I was delighted to find many dozens of new shoots of Canada Lily (Lilium canadense) coming up, and only one single Scarlet Lily Beetle among the entire widely separated bunches. Not the dozens of ravaging beetles I once found each visit in recent years. A few years ago, hordes of this invasive beetle's larvae devoured nearly every single one of these lilies that once abundantly thrived at this location.  Perhaps the larvae-devouring wasp introduced to our region few years ago has discovered this site at last! 



Before we reached the section of trail where we expected we'd find Nodding Trilliums, we did enjoy several other native wildflowers that also grow here;

Grove Sandwort's tiny flowers (Moehringia lateriflora) spangled the trailside grasses like stars in the sky.




Many plants of Wild Geranium (Geranium maculatum) line this trail, and a few had already opened their large and lovely pinky-purple blooms.



We were surprised to find a single plant of Golden Ragwort (Packera aurea) blazing its bright-yellow blooms along this open and relatively dry part of the trail. Further along, thousands would be thriving in a wooded swampy area we would not get to today.

━━━━━━━━━━━━━━━━━━━━

(To do)
a - Reproduce the wildflower walk text from "I was delighted" to "site at last!".
b - List every scientific name that appears in parentheses in the wildflower walk text.
c - Pick up the account of the wildflower walk after its final sentence and carry it on.

(Exercise data)
━━━━━━━━━━━━━━━━━━━━

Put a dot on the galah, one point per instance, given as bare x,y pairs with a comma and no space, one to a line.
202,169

━━━━━━━━━━━━━━━━━━━━

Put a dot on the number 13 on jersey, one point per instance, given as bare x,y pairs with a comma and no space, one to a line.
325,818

━━━━━━━━━━━━━━━━━━━━

(Answers by item number)
a -
I was delighted to find many dozens of new shoots of Canada Lily (Lilium canadense) coming up, and only one single Scarlet Lily Beetle among the entire widely separated bunches. Not the dozens of ravaging beetles I once found each visit in recent years. A few years ago, hordes of this invasive beetle's larvae devoured nearly every single one of these lilies that once abundantly thrived at this location.  Perhaps the larvae-devouring wasp introduced to our region few years ago has discovered this site at last!

b -
Lilium canadense
Moehringia lateriflora
Geranium maculatum
Packera aurea

c -
Along the half-mile of the trail we walked today, only a single plant of Red Baneberry (Actaea rubra) did we see, distinguished from its White Baneberry relative by its spherical (rather than oblong) flower cluster and the slender pedicels of each floret. This baneberry also blooms a bit earlier than the white-berried one.



Starting about 20 miles north of Saratoga, populations of Rose Twisted Stalk  (Streptopus lanceolatus) grow much more abundantly, but the two widely separated plants of it I find along Bog Meadow trail are the only ones I have found in Saratoga Counnty, at least, so far.  What a treat to see it, with its tiny pink bells dangling down!  Of course, you have to stoop low to see those charming little blooms, hiding beneath its leaves.



Ah, but we also had to stoop low to see the charming white blooms of Nodding Trillium dangling beneath its leaves.  There seemed to be fewer of these native wildflowers this year, but perhaps they were simply better hidden this year by the huge leaves of Skunk Cabbage that also shares its habitat beneath trailside shrubs.  Those Skunk Cabbage leaves were much more advanced on this year's date than in former years.


My recent knee surgery would not allow me to kneel, so I had to tip the plant over a bit to better make out the floral parts of the Nodding Trillium flower. Note the pure-white petals, the white ovary, and the white filaments that elevate the reddish anthers from the base of the ovary: distinguishing features of this species of trillium, along with its sharply recurving petals.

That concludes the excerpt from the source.